* [Written instruction]
In the passage on the PRP algorithm, what does the total residual asymptotically become as k goes to infinity?

* [Source text]
------------------------------------------------------------

The PRP algorithm decomposes solving the linear inverse problem into p linear inverse sub-problems, solutions of which can be then fused to obtain the least squares solution of \(Ax = b\). For instance, in a network inference problem shown in (a), inferring the connections from a specific node (shown as the blue node) based on its time series observations \(h_j(t)\) can be formulated as an inverse problem \(Ax = b\) as demonstrated in (b). Here \(l^{(\cdot )}, s^{(\cdot )}\) correspond to the columns of A, \(r_j^{(\cdot )}, k_{ji}^{(\cdot )}\) correspond to the unknowns x, and \({\dot{h}}_j(t)\) correspond to the observations b. Then as illustrated in (c), sub-problems are dispatched to several agents, where each agent infers connections between the target node and a cluster of the remaining nodes [shown as red, green and yellow nodes in (a)]. In this sense, the regression matrix A is partitioned into column blocks \(A_1, \ldots , A_p\) that are distributedly stored in p computing agents. These p agents solve p sub-problems taking the form \(A_i\delta X_i = R_i^{(k)}\) in parallel, where \(R_i^{(0)}\) is initialized by decomposing observations b into \(b_1, \ldots , b_p\) satisfying \(b = \sum _{i=1}^p b_i\). By updating the intermediate solutions and the residuals \({\hat{X}}_i^{(k)}, {\hat{R}}_i^{(k)}\) with a centralized computing device, and re-initializing the p sub-problems, the least squares solution and the minimum residual, \({\hat{X}}\) and \({\hat{R}}\), of \(Ax = b\) are acquired in (d). The solution \({\hat{X}}\) indicates the estimation of coupling strengths between the blue node and the other nodes, which is accessible only to one computing device.

Geometrically speaking, the PRP can be understood as an iterative projection of the residual components on the column-space of the regression matrix in multiple stages. Specifically, at each stage, the residual is divided and distributed to p agents, and these residual parts are projected onto the corresponding column-subspaces of the matrix A simultaneously. At the end of each stage, the residuals are collected and used for the reinitialization of the next stage using the update rule in (2). Following this procedure, the individual residual corresponding to each sub-problem that is not orthogonal to the subspaces of other sub-problems, is carried forward to the next stage, and is projected onto each column-subspace in the subsequent stages. As a result, the total residual \({\hat{R}}^{(k)}\) asymptotically becomes orthogonal to all columns of the regression matrix as k goes to infinity, which corresponds to the minimal residual of the LIP and leads to the least-squares solution for the LIP in (1) (see Supplementary Information, Section S.2).

------------------------------------------------------------

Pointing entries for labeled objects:
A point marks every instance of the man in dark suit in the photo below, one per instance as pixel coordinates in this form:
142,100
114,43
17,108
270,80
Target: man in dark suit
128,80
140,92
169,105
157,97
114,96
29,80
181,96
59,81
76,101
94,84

------------------------------------------------------------

* [Final answer]
It becomes orthogonal to all columns of the regression matrix.